[start INPUT MATERIAL]
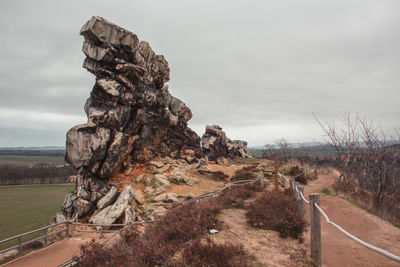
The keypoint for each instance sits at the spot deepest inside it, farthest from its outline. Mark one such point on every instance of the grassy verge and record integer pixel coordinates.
(25, 208)
(328, 192)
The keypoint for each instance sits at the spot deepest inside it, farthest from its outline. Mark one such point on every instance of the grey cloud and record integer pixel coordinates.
(258, 68)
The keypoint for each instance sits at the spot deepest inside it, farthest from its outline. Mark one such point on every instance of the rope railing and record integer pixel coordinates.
(365, 244)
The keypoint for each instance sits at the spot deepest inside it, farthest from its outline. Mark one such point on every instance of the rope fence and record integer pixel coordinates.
(315, 211)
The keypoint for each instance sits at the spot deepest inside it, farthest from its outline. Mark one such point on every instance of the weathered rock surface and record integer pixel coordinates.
(108, 198)
(215, 144)
(135, 130)
(120, 209)
(131, 115)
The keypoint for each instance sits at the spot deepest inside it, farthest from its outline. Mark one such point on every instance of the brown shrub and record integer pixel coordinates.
(208, 253)
(246, 173)
(276, 211)
(234, 197)
(216, 176)
(160, 241)
(296, 172)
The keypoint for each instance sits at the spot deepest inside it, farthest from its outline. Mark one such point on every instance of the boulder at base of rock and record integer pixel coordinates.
(216, 145)
(114, 212)
(108, 198)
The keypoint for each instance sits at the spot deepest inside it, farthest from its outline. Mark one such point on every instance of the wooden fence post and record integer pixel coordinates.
(276, 173)
(296, 194)
(301, 202)
(72, 229)
(45, 236)
(315, 222)
(66, 228)
(19, 246)
(315, 173)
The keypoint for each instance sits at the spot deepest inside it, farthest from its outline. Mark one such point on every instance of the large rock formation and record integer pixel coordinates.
(132, 118)
(136, 133)
(216, 145)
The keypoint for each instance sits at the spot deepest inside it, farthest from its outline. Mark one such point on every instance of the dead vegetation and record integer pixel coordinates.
(181, 237)
(276, 211)
(213, 175)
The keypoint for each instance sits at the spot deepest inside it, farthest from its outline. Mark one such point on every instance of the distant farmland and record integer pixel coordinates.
(24, 208)
(28, 157)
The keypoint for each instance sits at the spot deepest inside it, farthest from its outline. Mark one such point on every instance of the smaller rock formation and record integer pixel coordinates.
(122, 208)
(215, 145)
[end INPUT MATERIAL]
YOUR GOAL:
Rewrite the material from the line containing "post and record integer pixel coordinates." through the end, putting "stone formation" wherever "rock formation" appears and leaving everything else the same.

RESULT OF THIS EXERCISE:
The keypoint for each instance sits at the spot deepest inside it, farthest from its outline. Mark one such point on every instance of the wooden fence post and record integer pixel coordinates.
(276, 173)
(296, 194)
(301, 202)
(72, 229)
(45, 236)
(315, 222)
(66, 228)
(19, 246)
(315, 173)
The keypoint for each instance sits at the spot deepest inside it, farthest from its outline. Mark one such point on every instance of the large stone formation and record integer pixel coordinates.
(132, 118)
(136, 133)
(216, 145)
The keypoint for each instance sits at the spot deepest inside it, farthest from its outline. Mark one such point on every instance of the dead vegetation and record integer pixel coordinates.
(181, 237)
(276, 211)
(213, 175)
The keypoint for each instance sits at the spot deepest inside it, farthest from its outline. Mark one such point on every instance of the distant farmland and record integer pixel coordinates.
(24, 208)
(28, 157)
The keypoint for each instance sits at the spot deepest inside it, farthest from its outline. Mark one such point on every instance of the smaller stone formation and record integer pixel coordinates.
(122, 208)
(215, 145)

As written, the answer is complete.